[Work instructions]
1. Summarize the liver enzyme report in two sentences.
2. Using the liver enzyme report, mark each statement yes or no and quote the words that decide it: (a) deaths in the first two years of follow-up were left out of the analysis; (b) Dr. Kim presented the findings at a meeting of the American Heart Association; (c) the researchers assessed the risk of death with standardized mortality ratios.
3. Resume the liver enzyme report from its final sentence.

[Page extract]
##########
BOSTON, Oct. 30 -- High liver enzyme levels are predictive of a greater risk of death within a decade for anyone in the general population, researchers reported here.
Looking at all residents in their community who had serum levels of alanine aminotransferase (ALT) and aspartate aminotransferase (AST) measured in 1995, W. Ray Kim, M.D., of the Mayo Clinic in Rochester, Minn., and colleagues, found that there was an almost linear relationship between aminotransferase levels and standardized mortality risk 10 years later.
"We were pleased to find that our hypothesis seems to be correct, that patients with elevated aminotransferase levels had higher mortality compared to age- and gender-matched population controls," said Dr. Kim at the American Association for the Study of Liver Diseases meeting here.
"These data suggest that screening for abnormal AST or ALT should be considered as an important component of general medical examination," he added.
The Mayo group examined records for all community residents who had their liver enzymes measured in 1995, and followed them forward. They excluded deaths that occurred within the first two years to prevent potential bias of the results from patients who were terminally ill at baseline. They used standardized mortality ratios to assess the risk of death.
A total of 18,330 community resident had their AST levels measured at least once in 1995, and of these, 2,339 had results above the upper limit of normal. Of the 6,792 who had ALT levels taken in 1995, 907 had results above the upper limit of normal.
##########
[Given records]
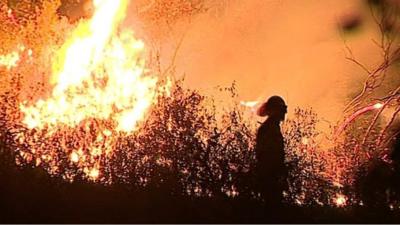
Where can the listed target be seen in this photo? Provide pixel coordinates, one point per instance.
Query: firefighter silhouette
(271, 172)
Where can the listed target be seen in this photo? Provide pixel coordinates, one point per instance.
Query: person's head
(274, 107)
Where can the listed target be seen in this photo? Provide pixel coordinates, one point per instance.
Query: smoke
(277, 47)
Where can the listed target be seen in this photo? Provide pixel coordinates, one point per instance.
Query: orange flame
(11, 60)
(97, 74)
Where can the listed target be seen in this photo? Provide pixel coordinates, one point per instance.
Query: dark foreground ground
(29, 196)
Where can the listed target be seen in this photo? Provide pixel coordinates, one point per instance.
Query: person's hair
(272, 104)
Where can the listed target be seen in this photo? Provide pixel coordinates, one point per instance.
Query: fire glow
(101, 91)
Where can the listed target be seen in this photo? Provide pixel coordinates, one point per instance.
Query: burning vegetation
(81, 102)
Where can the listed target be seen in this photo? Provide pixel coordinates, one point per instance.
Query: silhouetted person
(271, 171)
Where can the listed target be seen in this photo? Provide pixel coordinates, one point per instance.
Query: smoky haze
(276, 47)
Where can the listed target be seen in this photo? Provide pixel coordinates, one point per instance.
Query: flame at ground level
(101, 92)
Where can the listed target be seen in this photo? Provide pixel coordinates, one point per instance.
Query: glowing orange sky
(285, 47)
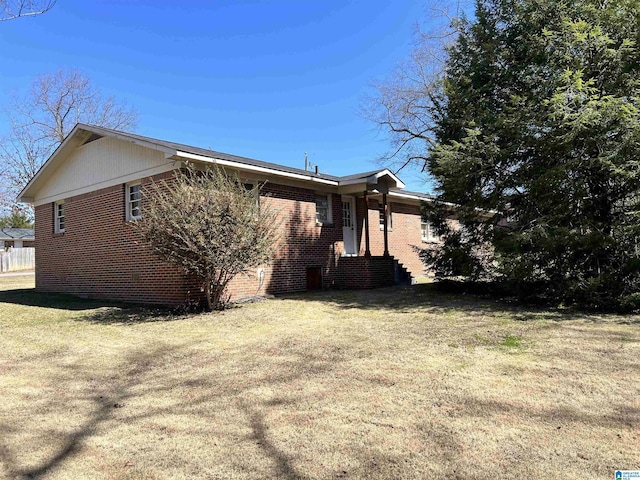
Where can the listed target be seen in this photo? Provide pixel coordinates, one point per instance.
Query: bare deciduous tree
(12, 9)
(404, 104)
(210, 225)
(42, 118)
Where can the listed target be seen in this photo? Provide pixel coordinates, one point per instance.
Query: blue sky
(264, 79)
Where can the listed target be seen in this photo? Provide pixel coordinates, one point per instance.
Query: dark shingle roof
(214, 154)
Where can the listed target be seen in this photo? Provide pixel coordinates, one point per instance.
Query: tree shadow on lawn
(113, 402)
(98, 311)
(427, 297)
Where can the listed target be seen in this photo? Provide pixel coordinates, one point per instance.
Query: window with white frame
(323, 208)
(58, 217)
(134, 199)
(250, 186)
(428, 232)
(381, 216)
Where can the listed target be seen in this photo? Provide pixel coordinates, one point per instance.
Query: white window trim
(128, 201)
(389, 217)
(57, 217)
(329, 208)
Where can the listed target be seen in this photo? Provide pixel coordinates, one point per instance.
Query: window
(250, 187)
(323, 209)
(134, 197)
(428, 232)
(58, 216)
(381, 216)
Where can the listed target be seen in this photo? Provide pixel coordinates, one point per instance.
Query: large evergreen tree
(537, 118)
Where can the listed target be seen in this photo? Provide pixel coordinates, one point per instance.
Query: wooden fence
(17, 259)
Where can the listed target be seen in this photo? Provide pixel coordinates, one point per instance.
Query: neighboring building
(335, 231)
(16, 237)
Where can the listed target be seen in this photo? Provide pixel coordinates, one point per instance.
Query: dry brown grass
(395, 383)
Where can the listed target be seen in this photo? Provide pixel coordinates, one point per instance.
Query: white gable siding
(99, 164)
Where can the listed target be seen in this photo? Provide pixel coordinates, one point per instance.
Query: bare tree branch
(41, 119)
(12, 9)
(406, 104)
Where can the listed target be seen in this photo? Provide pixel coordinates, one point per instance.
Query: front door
(349, 225)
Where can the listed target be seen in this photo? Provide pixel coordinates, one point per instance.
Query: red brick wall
(405, 234)
(100, 256)
(303, 244)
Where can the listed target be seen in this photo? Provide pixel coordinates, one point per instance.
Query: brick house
(335, 233)
(16, 238)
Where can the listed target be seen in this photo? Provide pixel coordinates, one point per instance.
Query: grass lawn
(392, 383)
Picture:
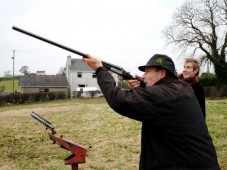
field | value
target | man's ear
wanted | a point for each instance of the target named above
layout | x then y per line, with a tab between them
163	74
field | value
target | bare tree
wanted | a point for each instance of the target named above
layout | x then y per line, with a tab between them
24	70
201	25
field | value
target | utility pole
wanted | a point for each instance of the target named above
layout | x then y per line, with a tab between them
13	68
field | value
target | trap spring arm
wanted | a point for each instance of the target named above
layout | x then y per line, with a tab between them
45	122
114	68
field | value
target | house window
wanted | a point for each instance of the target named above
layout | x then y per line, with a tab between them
81	85
45	90
79	74
93	75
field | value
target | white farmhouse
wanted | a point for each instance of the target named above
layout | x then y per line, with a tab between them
80	76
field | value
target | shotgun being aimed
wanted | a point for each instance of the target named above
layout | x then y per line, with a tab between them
78	152
114	68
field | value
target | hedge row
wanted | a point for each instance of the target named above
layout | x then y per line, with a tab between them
19	98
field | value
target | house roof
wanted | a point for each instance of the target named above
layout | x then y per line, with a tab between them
33	80
79	65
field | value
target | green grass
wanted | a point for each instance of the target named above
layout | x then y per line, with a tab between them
9	85
115	140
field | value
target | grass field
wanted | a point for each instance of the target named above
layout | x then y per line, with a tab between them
115	140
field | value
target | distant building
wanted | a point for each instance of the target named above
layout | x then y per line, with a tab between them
80	75
32	83
41	73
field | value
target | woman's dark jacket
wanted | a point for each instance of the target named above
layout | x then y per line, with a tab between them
174	133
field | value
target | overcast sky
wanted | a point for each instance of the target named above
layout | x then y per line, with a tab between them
123	32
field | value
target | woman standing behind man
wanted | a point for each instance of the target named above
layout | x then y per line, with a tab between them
190	74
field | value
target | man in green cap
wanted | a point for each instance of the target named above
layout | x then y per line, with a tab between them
174	134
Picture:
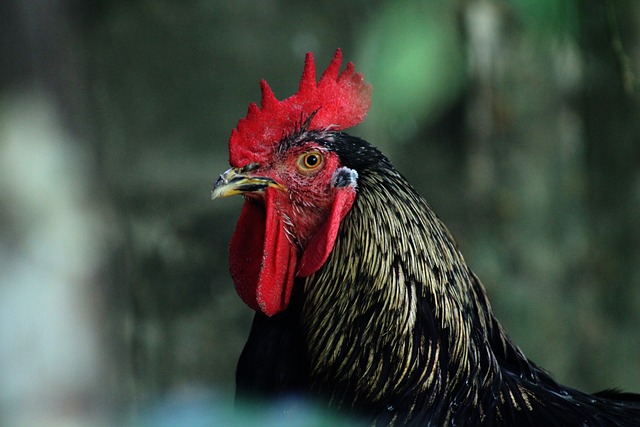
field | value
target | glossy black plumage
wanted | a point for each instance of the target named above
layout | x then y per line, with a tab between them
396	329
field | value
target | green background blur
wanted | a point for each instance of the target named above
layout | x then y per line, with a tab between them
518	120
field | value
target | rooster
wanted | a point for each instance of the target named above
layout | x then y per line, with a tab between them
363	301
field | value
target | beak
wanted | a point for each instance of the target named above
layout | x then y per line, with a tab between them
235	181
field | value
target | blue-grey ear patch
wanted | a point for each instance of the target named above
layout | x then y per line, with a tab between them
345	177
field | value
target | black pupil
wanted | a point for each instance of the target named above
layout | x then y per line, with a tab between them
312	160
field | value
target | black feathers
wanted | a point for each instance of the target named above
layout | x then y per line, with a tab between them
396	328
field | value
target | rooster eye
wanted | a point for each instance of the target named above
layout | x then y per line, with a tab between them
309	162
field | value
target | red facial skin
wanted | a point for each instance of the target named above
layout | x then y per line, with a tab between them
291	230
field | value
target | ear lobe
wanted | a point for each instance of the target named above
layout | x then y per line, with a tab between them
322	242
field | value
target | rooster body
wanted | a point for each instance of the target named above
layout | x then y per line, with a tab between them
378	314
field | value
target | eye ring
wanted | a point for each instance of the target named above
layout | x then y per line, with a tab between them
310	162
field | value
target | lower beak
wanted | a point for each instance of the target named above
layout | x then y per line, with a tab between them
233	182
##########
[Answers per task]
1. Mayo Clinic researchers led by W. Ray Kim found that high levels of the liver enzymes ALT and AST predict a greater risk of death within a decade in the general population, with an almost linear relationship between aminotransferase levels and standardized mortality risk 10 years later. The group studied all community residents whose enzymes were measured in 1995, excluded deaths in the first two years and used standardized mortality ratios, and Dr. Kim said screening for abnormal AST or ALT should be considered an important part of general medical examination.

2.
(a) Yes: "They excluded deaths that occurred within the first two years"
(b) No: "said Dr. Kim at the American Association for the Study of Liver Diseases meeting here"
(c) Yes: "They used standardized mortality ratios to assess the risk of death."

3.
They found that for those residents with AST above the upper limit of normal, the standardized mortality ratio was 1.33, compared with 0.95 for those with normal levels (P<0.01). For those with AST more than twice the upper limit, the death risk was 1.79 (P<0.01). For the majority of patients who did not have AST levels done (28,688), the mortality risk was 0.79 (P<0.01).
Similarly, for those patients who had ALTs measured, the risk for death among those with normal levels was 0.61, compared with 1.22 for those with levels above the upper limit of normal (P<0.22) and 1.63 for those with levels greater than two times the upper limit of normal (P<0.01). Patients with no ALT levels measured had a slight decrease in mortality risk (0.93, P<0.01).
When they plotted the relationship between aminotransferase levels and death, they found an almost linear relationship, the authors said.
"ALT is not only a marker of liver disease in general, but also that of the metabolic syndrome, " said Dr. Kim. He noted that his group plans to look into the mechanism linking liver enzyme elevations and mortality risk.